— EXERCISE DETAILS —
Reproduce the part of the rows that opens with the line containing "The answer SHOULD" and runs through the end of the rows, replacing "instance" with "occurrence" and leaving everything else unchanged.

-- MATERIAL TO PROCESS start --

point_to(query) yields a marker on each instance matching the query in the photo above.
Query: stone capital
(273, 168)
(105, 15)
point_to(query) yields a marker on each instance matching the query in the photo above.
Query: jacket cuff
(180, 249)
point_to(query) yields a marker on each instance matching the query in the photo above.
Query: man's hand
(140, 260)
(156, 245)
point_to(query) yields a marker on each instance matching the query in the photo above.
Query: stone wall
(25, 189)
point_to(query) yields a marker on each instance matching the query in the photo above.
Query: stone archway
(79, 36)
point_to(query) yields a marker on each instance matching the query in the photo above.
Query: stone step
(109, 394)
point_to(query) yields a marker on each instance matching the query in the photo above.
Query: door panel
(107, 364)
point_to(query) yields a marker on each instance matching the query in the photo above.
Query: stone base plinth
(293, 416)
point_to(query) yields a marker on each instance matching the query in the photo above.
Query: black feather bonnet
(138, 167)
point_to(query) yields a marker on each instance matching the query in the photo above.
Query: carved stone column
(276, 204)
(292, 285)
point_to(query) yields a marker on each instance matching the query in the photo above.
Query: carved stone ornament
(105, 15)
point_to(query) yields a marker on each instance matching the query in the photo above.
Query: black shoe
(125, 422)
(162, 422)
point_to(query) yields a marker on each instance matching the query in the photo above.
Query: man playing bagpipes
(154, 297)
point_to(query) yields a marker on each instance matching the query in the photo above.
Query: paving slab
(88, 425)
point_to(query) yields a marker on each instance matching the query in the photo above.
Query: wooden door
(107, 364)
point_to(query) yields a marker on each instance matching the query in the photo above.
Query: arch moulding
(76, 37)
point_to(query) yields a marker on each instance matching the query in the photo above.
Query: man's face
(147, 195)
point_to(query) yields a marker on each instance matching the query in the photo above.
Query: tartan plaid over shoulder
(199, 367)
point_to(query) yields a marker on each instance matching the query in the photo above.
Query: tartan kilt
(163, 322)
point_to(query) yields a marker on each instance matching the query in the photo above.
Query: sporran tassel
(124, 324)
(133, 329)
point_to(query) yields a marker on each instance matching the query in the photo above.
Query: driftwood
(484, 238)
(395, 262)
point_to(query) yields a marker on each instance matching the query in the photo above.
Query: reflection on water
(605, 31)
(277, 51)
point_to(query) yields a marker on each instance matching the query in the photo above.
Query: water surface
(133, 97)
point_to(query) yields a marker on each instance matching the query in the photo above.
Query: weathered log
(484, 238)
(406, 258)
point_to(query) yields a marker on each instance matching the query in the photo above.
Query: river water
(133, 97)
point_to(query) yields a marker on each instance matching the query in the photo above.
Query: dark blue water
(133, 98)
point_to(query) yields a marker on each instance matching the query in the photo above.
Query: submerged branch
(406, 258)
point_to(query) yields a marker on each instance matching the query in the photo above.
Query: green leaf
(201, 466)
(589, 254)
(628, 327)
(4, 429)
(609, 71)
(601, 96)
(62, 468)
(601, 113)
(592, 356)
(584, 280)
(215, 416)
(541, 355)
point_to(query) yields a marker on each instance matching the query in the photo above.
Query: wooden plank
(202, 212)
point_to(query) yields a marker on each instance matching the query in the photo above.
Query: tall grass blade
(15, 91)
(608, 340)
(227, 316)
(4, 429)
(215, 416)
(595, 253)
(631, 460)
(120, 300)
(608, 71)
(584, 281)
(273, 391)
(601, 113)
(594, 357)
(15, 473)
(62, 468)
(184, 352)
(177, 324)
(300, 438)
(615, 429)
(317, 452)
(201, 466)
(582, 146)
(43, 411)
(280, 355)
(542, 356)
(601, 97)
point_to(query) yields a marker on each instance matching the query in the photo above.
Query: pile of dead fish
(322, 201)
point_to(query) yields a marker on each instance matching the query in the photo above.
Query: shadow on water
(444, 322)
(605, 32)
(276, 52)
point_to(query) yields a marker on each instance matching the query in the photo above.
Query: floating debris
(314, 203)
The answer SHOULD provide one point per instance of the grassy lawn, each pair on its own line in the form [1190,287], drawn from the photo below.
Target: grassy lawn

-- MATERIAL TO PROCESS end --

— THE RESPONSE —
The answer SHOULD provide one point per occurrence of the grassy lawn, each pair on its own line in the form [1190,287], drawn from the photo below.
Target: grassy lawn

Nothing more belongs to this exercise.